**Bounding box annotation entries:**

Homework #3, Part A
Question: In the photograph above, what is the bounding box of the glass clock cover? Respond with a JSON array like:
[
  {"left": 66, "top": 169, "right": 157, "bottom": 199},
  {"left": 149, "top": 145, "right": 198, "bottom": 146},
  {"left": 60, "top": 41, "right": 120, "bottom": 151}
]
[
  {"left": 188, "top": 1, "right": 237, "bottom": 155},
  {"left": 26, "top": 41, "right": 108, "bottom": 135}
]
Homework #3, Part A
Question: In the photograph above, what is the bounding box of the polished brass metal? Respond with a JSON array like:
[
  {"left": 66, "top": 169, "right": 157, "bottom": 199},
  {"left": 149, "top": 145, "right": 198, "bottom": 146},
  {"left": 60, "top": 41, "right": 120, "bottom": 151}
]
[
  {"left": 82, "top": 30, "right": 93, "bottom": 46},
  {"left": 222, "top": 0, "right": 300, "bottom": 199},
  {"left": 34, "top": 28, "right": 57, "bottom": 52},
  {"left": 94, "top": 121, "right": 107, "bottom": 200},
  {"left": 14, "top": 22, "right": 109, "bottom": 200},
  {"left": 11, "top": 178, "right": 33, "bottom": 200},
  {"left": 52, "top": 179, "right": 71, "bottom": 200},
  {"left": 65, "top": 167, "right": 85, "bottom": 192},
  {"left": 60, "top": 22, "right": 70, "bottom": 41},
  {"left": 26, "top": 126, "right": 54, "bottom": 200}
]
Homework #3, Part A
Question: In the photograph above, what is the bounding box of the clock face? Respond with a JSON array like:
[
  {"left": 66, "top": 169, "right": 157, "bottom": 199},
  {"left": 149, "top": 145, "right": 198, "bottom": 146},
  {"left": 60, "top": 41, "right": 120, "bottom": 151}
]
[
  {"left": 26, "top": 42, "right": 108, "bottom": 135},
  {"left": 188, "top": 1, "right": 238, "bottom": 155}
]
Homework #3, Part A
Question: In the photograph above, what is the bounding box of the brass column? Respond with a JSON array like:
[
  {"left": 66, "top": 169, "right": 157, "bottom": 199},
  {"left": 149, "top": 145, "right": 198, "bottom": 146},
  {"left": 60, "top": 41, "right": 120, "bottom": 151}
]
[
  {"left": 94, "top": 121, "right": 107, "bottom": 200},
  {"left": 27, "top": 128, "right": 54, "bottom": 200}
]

**Set task:** Convert all of the records above into a JSON list of strings, with one string for each line and no blank lines.

**In response:**
[
  "Homework #3, Part A",
  "Question: In the photograph above, what is the bounding box of the glass clock cover? Respond with a JSON array like:",
  "[",
  "  {\"left\": 66, \"top\": 169, \"right\": 157, \"bottom\": 199},",
  "  {\"left\": 149, \"top\": 145, \"right\": 198, \"bottom\": 146},",
  "  {\"left\": 60, \"top\": 41, \"right\": 120, \"bottom\": 151}",
  "]",
  "[",
  "  {\"left\": 188, \"top\": 1, \"right\": 237, \"bottom\": 155},",
  "  {\"left\": 26, \"top\": 41, \"right\": 108, \"bottom\": 135}",
  "]",
  "Homework #3, Part A",
  "Question: In the photograph above, what is the bounding box of the polished brass metal? Respond with a JSON array like:",
  "[",
  "  {\"left\": 66, \"top\": 169, \"right\": 157, \"bottom\": 199},",
  "  {\"left\": 149, \"top\": 145, \"right\": 198, \"bottom\": 146},",
  "  {\"left\": 60, \"top\": 41, \"right\": 120, \"bottom\": 151}",
  "]",
  "[",
  "  {\"left\": 82, \"top\": 30, \"right\": 93, \"bottom\": 46},",
  "  {\"left\": 222, \"top\": 0, \"right\": 300, \"bottom\": 199},",
  "  {\"left\": 34, \"top\": 28, \"right\": 57, \"bottom\": 52},",
  "  {\"left\": 94, \"top\": 121, \"right\": 107, \"bottom\": 200},",
  "  {\"left\": 14, \"top\": 22, \"right\": 109, \"bottom\": 200},",
  "  {\"left\": 11, \"top\": 178, \"right\": 33, \"bottom\": 200},",
  "  {\"left\": 52, \"top\": 179, \"right\": 71, \"bottom\": 200},",
  "  {\"left\": 65, \"top\": 167, \"right\": 85, \"bottom\": 192},",
  "  {\"left\": 60, \"top\": 22, \"right\": 70, \"bottom\": 41},",
  "  {\"left\": 26, \"top\": 126, \"right\": 54, \"bottom\": 200}",
  "]",
  "Homework #3, Part A",
  "Question: In the photograph above, what is the bounding box of the clock face? Respond with a JSON array like:",
  "[",
  "  {\"left\": 66, \"top\": 169, \"right\": 157, \"bottom\": 199},",
  "  {\"left\": 149, \"top\": 145, \"right\": 198, \"bottom\": 146},",
  "  {\"left\": 60, \"top\": 41, \"right\": 120, \"bottom\": 151}",
  "]",
  "[",
  "  {\"left\": 26, \"top\": 42, \"right\": 108, \"bottom\": 135},",
  "  {\"left\": 188, \"top\": 1, \"right\": 238, \"bottom\": 155}",
  "]",
  "Homework #3, Part A",
  "Question: In the photograph above, what is the bounding box of the brass column? Respond with a JSON array like:",
  "[",
  "  {\"left\": 66, \"top\": 169, \"right\": 157, \"bottom\": 199},",
  "  {\"left\": 149, \"top\": 145, \"right\": 198, \"bottom\": 146},",
  "  {\"left\": 60, \"top\": 41, \"right\": 120, \"bottom\": 151}",
  "]",
  "[",
  "  {\"left\": 94, \"top\": 121, \"right\": 107, \"bottom\": 200},",
  "  {\"left\": 27, \"top\": 128, \"right\": 54, \"bottom\": 200}",
  "]"
]